* _Data listing_:
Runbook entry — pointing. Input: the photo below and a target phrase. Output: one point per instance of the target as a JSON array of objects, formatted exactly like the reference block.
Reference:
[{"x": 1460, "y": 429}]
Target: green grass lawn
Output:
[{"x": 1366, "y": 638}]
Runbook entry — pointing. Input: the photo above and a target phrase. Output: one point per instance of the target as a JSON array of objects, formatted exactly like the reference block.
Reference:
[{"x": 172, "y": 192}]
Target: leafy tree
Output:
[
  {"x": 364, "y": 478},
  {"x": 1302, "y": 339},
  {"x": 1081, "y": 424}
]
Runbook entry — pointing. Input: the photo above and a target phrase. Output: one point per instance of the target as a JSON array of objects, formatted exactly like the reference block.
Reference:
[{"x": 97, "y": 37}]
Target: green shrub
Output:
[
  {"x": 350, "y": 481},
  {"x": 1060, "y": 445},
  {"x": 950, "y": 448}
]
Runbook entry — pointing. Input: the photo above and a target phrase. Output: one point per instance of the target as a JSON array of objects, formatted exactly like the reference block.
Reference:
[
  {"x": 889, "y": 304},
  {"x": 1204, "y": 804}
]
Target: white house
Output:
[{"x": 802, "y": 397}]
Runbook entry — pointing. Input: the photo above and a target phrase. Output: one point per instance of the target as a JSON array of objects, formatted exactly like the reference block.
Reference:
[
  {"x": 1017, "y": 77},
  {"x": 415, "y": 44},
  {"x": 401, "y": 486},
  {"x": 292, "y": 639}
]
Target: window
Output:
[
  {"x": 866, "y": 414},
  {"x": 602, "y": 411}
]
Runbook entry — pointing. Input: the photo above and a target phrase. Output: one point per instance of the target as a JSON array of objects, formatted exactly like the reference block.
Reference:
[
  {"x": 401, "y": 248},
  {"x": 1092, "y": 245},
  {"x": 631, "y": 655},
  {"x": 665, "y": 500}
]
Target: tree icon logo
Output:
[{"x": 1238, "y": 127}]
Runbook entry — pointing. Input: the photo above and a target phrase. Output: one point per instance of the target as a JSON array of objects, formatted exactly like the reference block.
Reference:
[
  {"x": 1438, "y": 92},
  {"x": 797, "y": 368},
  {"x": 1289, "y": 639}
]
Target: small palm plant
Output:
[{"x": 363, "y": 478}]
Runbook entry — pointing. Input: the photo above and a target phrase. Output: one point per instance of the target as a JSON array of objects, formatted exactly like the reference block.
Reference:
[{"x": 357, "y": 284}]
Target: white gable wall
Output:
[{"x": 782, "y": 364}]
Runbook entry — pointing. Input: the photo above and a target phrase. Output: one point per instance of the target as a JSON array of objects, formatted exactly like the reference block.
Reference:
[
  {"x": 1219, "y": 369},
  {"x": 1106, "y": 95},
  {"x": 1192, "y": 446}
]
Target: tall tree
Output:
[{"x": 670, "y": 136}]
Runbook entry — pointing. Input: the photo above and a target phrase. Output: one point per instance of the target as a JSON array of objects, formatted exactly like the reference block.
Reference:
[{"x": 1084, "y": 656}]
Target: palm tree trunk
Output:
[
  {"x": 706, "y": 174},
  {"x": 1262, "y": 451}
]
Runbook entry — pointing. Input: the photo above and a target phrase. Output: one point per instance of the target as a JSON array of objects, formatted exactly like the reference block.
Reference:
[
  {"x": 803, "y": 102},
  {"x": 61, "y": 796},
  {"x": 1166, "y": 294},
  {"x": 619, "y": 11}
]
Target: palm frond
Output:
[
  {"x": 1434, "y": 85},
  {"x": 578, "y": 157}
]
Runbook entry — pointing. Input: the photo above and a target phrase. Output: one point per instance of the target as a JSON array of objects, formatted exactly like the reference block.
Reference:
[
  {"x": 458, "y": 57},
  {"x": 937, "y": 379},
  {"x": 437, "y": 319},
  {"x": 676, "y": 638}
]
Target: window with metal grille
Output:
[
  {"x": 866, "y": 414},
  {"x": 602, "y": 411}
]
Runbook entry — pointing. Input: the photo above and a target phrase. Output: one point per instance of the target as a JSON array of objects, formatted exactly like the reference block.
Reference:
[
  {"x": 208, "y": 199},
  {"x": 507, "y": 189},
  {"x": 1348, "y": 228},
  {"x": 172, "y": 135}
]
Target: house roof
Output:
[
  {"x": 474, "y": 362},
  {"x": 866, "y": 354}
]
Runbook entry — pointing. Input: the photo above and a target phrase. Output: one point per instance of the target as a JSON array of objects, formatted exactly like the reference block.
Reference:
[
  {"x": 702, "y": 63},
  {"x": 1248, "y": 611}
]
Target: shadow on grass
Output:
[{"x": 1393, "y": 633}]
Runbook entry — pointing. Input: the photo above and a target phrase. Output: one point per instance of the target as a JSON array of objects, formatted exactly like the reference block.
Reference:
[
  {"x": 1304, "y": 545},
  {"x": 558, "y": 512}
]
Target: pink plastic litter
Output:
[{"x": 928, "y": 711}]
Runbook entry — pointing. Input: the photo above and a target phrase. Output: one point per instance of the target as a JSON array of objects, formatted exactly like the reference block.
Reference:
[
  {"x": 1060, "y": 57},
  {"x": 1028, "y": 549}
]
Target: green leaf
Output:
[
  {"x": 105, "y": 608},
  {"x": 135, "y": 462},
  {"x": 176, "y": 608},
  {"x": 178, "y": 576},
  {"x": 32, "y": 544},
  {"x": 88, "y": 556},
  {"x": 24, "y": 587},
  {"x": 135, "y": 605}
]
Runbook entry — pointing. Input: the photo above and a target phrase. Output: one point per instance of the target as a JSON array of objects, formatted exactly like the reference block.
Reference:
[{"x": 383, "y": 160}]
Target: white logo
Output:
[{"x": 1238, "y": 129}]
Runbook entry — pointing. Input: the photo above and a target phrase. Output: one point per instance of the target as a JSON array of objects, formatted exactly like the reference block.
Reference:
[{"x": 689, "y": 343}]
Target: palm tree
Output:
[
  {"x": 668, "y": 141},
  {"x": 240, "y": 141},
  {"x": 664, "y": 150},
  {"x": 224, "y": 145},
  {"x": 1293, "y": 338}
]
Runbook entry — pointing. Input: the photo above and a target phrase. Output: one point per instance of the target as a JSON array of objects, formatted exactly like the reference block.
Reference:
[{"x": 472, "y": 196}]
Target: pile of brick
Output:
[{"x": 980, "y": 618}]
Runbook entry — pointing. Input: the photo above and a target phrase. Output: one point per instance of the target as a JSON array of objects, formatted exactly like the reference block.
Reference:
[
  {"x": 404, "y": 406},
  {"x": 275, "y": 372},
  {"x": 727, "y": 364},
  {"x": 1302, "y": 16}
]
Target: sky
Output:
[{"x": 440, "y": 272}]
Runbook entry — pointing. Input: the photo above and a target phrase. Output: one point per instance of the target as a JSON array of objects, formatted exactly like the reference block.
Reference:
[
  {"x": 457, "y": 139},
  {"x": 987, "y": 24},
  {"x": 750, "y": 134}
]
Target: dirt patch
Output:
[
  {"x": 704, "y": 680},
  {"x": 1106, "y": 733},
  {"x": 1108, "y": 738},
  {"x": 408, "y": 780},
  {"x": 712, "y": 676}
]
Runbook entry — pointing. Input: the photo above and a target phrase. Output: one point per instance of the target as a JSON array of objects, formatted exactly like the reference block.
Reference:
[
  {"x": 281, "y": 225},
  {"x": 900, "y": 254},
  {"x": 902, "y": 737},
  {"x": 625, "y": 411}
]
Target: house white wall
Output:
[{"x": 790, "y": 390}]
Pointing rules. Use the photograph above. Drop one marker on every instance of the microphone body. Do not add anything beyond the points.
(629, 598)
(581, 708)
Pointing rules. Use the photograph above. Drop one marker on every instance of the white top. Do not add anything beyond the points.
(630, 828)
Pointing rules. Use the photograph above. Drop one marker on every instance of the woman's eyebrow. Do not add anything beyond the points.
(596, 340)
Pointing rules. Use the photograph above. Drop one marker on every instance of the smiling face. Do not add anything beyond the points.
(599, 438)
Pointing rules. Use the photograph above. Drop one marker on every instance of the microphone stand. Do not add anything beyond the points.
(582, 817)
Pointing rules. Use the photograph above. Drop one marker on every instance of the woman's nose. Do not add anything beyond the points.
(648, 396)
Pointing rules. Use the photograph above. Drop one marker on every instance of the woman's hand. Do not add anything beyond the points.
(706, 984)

* _Task requirements_:
Reproduce only those lines of the entries above that run from the line with "body. Do not add anything beyond the points." to the final line.

* _Exercise response_:
Pointing rules. Use the photograph above. Drop one marker on every instance of the microphone body. Do not add anything beyond the points.
(629, 598)
(581, 708)
Pointing rules. Use the photograph above. Drop one marker on every instance of the white top. Do not add anything beyond the points.
(630, 828)
Pointing rules. Use the photograph above. Drop one marker on every instance of the woman's eyebrow. Do not add anything beyond the points.
(596, 340)
Pointing rules. Use the photograph above. Drop one marker on every instance of the smiling face. Do not add anything beyond the points.
(599, 438)
Pointing rules. Use the photograph above. Drop one marker on every instance of the microphone stand. Do not add anything beyond the points.
(582, 817)
Pointing rules. Use the photograph above. Drop one marker on every instance of the woman's nose. Do not add anything beyond the points.
(648, 396)
Pointing rules. Use the photograph above. Drop one marker on every instance of the woman's hand. Do not add anything beyond the points.
(706, 984)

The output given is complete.